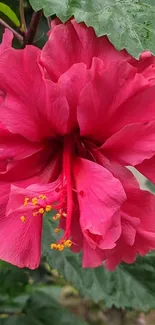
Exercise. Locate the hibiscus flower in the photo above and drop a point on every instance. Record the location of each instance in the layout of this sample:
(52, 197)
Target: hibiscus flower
(73, 116)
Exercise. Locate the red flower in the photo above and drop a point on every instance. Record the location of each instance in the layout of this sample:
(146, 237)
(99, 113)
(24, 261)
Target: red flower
(73, 115)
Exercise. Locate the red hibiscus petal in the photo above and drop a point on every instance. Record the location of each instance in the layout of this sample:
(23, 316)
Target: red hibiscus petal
(73, 43)
(131, 145)
(101, 196)
(105, 107)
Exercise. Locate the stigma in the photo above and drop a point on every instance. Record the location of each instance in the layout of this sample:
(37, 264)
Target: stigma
(62, 245)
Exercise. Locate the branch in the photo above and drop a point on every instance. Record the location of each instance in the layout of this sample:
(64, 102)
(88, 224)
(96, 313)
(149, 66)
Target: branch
(16, 34)
(36, 17)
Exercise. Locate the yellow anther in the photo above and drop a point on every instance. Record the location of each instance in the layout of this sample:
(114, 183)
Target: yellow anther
(26, 200)
(48, 208)
(22, 218)
(35, 214)
(56, 230)
(34, 201)
(41, 211)
(59, 247)
(67, 243)
(42, 196)
(53, 246)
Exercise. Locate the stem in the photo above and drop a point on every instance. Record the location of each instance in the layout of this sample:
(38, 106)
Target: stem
(22, 16)
(33, 27)
(16, 34)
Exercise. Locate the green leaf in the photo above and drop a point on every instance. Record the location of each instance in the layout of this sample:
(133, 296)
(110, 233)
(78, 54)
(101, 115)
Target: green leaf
(128, 24)
(131, 286)
(12, 279)
(9, 13)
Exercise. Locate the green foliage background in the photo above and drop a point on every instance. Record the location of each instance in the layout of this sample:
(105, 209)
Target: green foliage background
(60, 292)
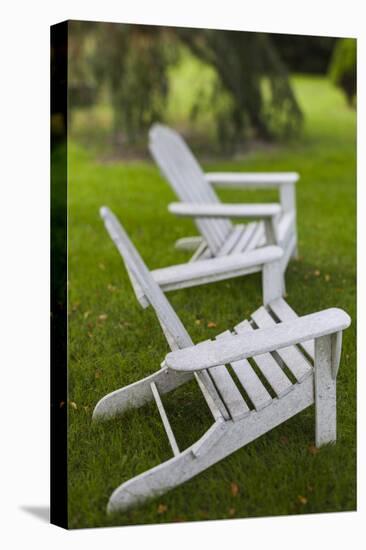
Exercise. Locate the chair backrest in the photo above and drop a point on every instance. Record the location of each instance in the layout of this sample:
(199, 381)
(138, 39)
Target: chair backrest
(144, 285)
(181, 169)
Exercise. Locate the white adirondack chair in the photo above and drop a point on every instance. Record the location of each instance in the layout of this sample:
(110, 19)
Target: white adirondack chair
(219, 237)
(296, 362)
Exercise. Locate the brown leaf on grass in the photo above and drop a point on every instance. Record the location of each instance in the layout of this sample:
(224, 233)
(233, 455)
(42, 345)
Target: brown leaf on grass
(312, 449)
(234, 489)
(162, 508)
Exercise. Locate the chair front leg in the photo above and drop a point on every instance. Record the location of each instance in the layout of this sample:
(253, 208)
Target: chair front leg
(325, 392)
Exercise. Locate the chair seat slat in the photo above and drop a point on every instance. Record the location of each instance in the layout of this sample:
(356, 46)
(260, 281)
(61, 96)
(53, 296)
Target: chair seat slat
(249, 379)
(291, 356)
(284, 312)
(269, 368)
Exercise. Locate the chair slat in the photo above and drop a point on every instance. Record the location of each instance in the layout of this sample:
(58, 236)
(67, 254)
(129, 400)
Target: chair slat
(270, 369)
(291, 356)
(182, 170)
(244, 238)
(284, 312)
(257, 239)
(249, 379)
(231, 241)
(229, 392)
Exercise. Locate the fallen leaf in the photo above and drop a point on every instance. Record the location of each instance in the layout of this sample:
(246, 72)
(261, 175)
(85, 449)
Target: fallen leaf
(312, 449)
(162, 508)
(234, 489)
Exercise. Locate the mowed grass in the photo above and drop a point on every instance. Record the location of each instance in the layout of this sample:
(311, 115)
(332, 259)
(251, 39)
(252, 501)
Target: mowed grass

The problem:
Scan the listing above, and wherever a line holds the string "mowed", copy that line.

Result of the exercise:
Exercise. Locate the mowed grass in the photo above and drop a point on every instance. Record the location of each instance in the layout of this sample:
Target: mowed grass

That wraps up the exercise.